** Opening Information block **

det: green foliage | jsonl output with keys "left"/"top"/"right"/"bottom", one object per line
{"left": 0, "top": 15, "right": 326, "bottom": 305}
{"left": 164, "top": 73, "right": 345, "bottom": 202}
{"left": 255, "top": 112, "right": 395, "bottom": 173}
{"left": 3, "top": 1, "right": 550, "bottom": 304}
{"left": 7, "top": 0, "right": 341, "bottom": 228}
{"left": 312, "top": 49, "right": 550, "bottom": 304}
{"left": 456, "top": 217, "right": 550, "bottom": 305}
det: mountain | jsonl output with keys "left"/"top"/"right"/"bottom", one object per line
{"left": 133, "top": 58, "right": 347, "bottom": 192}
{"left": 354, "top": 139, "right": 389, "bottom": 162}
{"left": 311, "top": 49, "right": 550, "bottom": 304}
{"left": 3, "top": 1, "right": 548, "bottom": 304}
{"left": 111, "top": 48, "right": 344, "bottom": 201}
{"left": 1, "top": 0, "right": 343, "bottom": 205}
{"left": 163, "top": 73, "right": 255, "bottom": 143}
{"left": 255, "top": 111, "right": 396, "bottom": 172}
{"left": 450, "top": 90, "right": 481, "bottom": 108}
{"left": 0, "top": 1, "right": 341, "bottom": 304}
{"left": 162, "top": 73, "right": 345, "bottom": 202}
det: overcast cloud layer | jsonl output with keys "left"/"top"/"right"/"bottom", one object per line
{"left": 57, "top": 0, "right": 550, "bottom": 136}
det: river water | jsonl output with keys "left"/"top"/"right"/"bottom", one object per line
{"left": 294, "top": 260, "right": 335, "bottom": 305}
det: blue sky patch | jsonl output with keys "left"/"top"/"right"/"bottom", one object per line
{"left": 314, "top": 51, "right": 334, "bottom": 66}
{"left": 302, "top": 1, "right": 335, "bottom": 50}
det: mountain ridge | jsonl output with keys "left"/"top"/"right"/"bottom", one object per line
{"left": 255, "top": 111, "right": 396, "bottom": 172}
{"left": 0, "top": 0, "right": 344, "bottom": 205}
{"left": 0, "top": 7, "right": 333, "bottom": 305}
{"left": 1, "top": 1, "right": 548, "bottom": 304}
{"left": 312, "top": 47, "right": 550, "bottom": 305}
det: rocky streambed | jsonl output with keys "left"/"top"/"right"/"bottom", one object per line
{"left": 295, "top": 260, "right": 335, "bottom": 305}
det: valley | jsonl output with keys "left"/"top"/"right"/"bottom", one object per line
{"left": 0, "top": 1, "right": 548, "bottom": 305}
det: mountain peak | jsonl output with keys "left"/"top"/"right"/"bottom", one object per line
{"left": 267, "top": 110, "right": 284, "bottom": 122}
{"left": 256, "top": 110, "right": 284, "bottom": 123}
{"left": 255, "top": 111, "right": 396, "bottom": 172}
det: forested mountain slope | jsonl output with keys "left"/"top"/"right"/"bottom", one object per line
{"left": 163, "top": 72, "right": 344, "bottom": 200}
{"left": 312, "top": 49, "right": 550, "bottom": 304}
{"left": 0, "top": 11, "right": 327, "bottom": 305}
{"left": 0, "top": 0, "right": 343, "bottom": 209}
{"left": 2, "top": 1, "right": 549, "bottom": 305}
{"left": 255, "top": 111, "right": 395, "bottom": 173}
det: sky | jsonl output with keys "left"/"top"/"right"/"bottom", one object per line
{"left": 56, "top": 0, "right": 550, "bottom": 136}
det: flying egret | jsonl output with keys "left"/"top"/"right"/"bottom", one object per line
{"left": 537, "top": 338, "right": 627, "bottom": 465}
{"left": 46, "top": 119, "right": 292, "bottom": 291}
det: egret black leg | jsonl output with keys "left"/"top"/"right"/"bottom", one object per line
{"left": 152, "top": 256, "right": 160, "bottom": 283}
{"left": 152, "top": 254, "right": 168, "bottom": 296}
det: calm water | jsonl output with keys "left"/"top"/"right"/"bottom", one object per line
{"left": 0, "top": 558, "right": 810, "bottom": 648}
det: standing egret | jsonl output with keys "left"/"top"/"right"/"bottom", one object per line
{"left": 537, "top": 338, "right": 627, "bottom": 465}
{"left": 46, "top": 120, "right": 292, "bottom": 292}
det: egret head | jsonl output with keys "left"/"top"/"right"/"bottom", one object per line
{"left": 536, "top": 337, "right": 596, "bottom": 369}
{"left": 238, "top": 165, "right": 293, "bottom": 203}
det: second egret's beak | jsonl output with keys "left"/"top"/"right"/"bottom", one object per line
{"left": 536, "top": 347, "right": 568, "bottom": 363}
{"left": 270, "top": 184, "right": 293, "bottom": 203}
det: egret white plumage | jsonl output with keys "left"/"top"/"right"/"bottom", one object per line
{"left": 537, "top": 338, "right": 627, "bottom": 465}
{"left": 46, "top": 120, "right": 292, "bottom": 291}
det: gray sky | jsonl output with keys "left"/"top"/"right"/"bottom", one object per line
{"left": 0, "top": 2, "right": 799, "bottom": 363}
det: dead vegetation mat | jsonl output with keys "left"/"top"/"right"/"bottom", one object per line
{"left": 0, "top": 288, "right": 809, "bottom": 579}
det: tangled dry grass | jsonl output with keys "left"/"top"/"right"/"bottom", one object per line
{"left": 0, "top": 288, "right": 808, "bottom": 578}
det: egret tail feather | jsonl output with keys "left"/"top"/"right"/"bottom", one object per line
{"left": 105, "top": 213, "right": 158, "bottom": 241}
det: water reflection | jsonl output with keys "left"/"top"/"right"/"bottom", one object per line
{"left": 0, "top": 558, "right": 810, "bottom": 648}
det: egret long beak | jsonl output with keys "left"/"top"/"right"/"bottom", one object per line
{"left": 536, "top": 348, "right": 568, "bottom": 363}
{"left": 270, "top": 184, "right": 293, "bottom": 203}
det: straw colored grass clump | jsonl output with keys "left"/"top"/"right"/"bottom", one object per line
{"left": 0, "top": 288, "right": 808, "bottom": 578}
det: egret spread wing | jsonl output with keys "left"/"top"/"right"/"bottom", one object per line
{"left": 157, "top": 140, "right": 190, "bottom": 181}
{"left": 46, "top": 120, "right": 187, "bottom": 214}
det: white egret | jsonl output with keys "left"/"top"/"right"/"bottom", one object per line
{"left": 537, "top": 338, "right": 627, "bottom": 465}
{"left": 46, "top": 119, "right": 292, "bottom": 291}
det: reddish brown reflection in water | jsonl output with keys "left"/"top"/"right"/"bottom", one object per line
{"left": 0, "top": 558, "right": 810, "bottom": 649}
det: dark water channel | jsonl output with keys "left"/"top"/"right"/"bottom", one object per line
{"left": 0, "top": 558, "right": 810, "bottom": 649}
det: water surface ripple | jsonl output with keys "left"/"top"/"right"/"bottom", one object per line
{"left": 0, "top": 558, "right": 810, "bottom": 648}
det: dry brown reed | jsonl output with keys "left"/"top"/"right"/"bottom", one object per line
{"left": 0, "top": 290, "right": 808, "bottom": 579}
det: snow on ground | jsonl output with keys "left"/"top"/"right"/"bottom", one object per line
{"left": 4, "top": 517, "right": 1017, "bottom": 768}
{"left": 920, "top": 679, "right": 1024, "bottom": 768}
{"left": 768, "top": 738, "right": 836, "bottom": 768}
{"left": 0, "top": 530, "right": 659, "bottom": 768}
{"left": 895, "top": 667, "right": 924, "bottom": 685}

** Closing Information block **

Task prompt> Print all of the entries exactly as they appear.

Solved problem>
det: green foliage | jsonl output with keys "left"/"top"/"right"/"bottom", one object per line
{"left": 0, "top": 15, "right": 326, "bottom": 305}
{"left": 164, "top": 73, "right": 345, "bottom": 202}
{"left": 255, "top": 112, "right": 395, "bottom": 173}
{"left": 3, "top": 1, "right": 550, "bottom": 304}
{"left": 7, "top": 0, "right": 341, "bottom": 228}
{"left": 312, "top": 49, "right": 550, "bottom": 304}
{"left": 456, "top": 217, "right": 550, "bottom": 305}
det: mountain | jsonl output with keys "left"/"top"/"right"/"bottom", one object per line
{"left": 133, "top": 58, "right": 347, "bottom": 192}
{"left": 354, "top": 139, "right": 389, "bottom": 162}
{"left": 311, "top": 49, "right": 550, "bottom": 304}
{"left": 3, "top": 1, "right": 548, "bottom": 304}
{"left": 111, "top": 48, "right": 344, "bottom": 201}
{"left": 1, "top": 0, "right": 343, "bottom": 205}
{"left": 163, "top": 73, "right": 255, "bottom": 143}
{"left": 255, "top": 111, "right": 396, "bottom": 172}
{"left": 450, "top": 90, "right": 481, "bottom": 108}
{"left": 0, "top": 1, "right": 341, "bottom": 304}
{"left": 162, "top": 73, "right": 345, "bottom": 202}
det: overcast cloud layer | jsonl output with keys "left"/"top"/"right"/"bottom", one object per line
{"left": 57, "top": 0, "right": 550, "bottom": 136}
det: river water | jsonl output with keys "left"/"top"/"right"/"bottom", one object per line
{"left": 294, "top": 260, "right": 335, "bottom": 305}
det: blue sky patch | jsonl output with keys "left"/"top"/"right"/"bottom", one object per line
{"left": 314, "top": 51, "right": 334, "bottom": 66}
{"left": 302, "top": 1, "right": 335, "bottom": 50}
det: mountain ridge | jsonl output with keys "left"/"top"/"right"/"bottom", one object per line
{"left": 255, "top": 111, "right": 396, "bottom": 172}
{"left": 0, "top": 0, "right": 344, "bottom": 205}
{"left": 0, "top": 7, "right": 333, "bottom": 305}
{"left": 1, "top": 1, "right": 548, "bottom": 304}
{"left": 312, "top": 47, "right": 550, "bottom": 305}
det: rocky streambed | jsonl output with keys "left"/"top"/"right"/"bottom", one object per line
{"left": 295, "top": 260, "right": 335, "bottom": 305}
det: valley | jsonl output with keys "left"/"top"/"right"/"bottom", one object per line
{"left": 0, "top": 1, "right": 548, "bottom": 305}
det: mountain peak | jsonl output with keys "left"/"top"/"right"/"bottom", one object per line
{"left": 267, "top": 110, "right": 284, "bottom": 122}
{"left": 256, "top": 110, "right": 284, "bottom": 123}
{"left": 255, "top": 111, "right": 396, "bottom": 172}
det: forested mountain slope | jsonl output with keys "left"/"top"/"right"/"bottom", one object per line
{"left": 163, "top": 72, "right": 344, "bottom": 200}
{"left": 312, "top": 49, "right": 550, "bottom": 304}
{"left": 0, "top": 11, "right": 327, "bottom": 305}
{"left": 0, "top": 0, "right": 343, "bottom": 209}
{"left": 2, "top": 1, "right": 549, "bottom": 305}
{"left": 255, "top": 111, "right": 395, "bottom": 173}
det: sky | jsonl output with keys "left"/"top"/"right"/"bottom", one object per line
{"left": 56, "top": 0, "right": 550, "bottom": 136}
det: flying egret | jsonl output with keys "left"/"top"/"right"/"bottom", one object per line
{"left": 537, "top": 338, "right": 627, "bottom": 465}
{"left": 46, "top": 119, "right": 292, "bottom": 291}
det: egret black leg | jsonl output with keys "left"/"top"/"right"/"bottom", one object per line
{"left": 152, "top": 256, "right": 160, "bottom": 283}
{"left": 152, "top": 254, "right": 168, "bottom": 296}
det: calm water | jsonl output with keys "left"/"top"/"right"/"bottom", one object per line
{"left": 0, "top": 558, "right": 810, "bottom": 648}
det: standing egret | jsonl output with keys "left"/"top"/"right"/"bottom", one object per line
{"left": 537, "top": 338, "right": 627, "bottom": 465}
{"left": 46, "top": 120, "right": 292, "bottom": 292}
det: egret head | jsonl output with keys "left"/"top"/"right"/"bottom", one object per line
{"left": 536, "top": 337, "right": 596, "bottom": 369}
{"left": 238, "top": 165, "right": 293, "bottom": 203}
det: second egret's beak | jsonl output with keys "left"/"top"/"right"/"bottom", one object per line
{"left": 536, "top": 347, "right": 568, "bottom": 363}
{"left": 270, "top": 184, "right": 293, "bottom": 203}
det: egret white plumage | jsonl output with keys "left"/"top"/"right"/"bottom", one object per line
{"left": 537, "top": 338, "right": 627, "bottom": 465}
{"left": 46, "top": 120, "right": 292, "bottom": 291}
det: gray sky | jsonl output with keys "left"/"top"/"right"/"bottom", one object per line
{"left": 0, "top": 2, "right": 799, "bottom": 363}
det: dead vegetation mat | jsonl output with keys "left"/"top"/"right"/"bottom", one object per line
{"left": 0, "top": 288, "right": 809, "bottom": 579}
det: tangled dry grass | jsonl output with keys "left"/"top"/"right"/"bottom", one object per line
{"left": 0, "top": 288, "right": 808, "bottom": 578}
det: egret tail feather | jsonl output with keys "left"/"top"/"right"/"bottom", one object per line
{"left": 105, "top": 213, "right": 158, "bottom": 241}
det: water reflection | jsonl output with keys "left"/"top"/"right"/"bottom", one object per line
{"left": 0, "top": 558, "right": 810, "bottom": 648}
det: egret long beak | jsonl output with keys "left"/"top"/"right"/"bottom", one object per line
{"left": 536, "top": 348, "right": 568, "bottom": 363}
{"left": 270, "top": 184, "right": 293, "bottom": 203}
det: straw colored grass clump | jsonl output with keys "left"/"top"/"right"/"bottom", one object per line
{"left": 0, "top": 288, "right": 808, "bottom": 578}
det: egret spread wing | jsonl output with keys "left"/"top"/"right"/"bottom", one object per line
{"left": 157, "top": 140, "right": 190, "bottom": 181}
{"left": 46, "top": 120, "right": 187, "bottom": 214}
det: white egret | jsonl output with keys "left"/"top"/"right"/"bottom", one object per line
{"left": 537, "top": 338, "right": 627, "bottom": 465}
{"left": 46, "top": 119, "right": 292, "bottom": 291}
det: reddish brown reflection in water | jsonl output with keys "left"/"top"/"right"/"bottom", one object per line
{"left": 0, "top": 558, "right": 810, "bottom": 649}
det: dark water channel | jsonl output with keys "left"/"top"/"right"/"bottom", one object per line
{"left": 0, "top": 558, "right": 810, "bottom": 649}
det: water surface ripple | jsonl output with keys "left"/"top"/"right"/"bottom", one object per line
{"left": 0, "top": 558, "right": 810, "bottom": 648}
det: dry brown reed | jsonl output with keys "left"/"top"/"right"/"bottom", one object per line
{"left": 0, "top": 290, "right": 808, "bottom": 579}
det: snow on ground | jsonl output with keys "left"/"top"/"right"/"bottom", one object per line
{"left": 4, "top": 517, "right": 1017, "bottom": 768}
{"left": 920, "top": 679, "right": 1024, "bottom": 768}
{"left": 768, "top": 738, "right": 836, "bottom": 768}
{"left": 0, "top": 530, "right": 659, "bottom": 768}
{"left": 895, "top": 667, "right": 924, "bottom": 685}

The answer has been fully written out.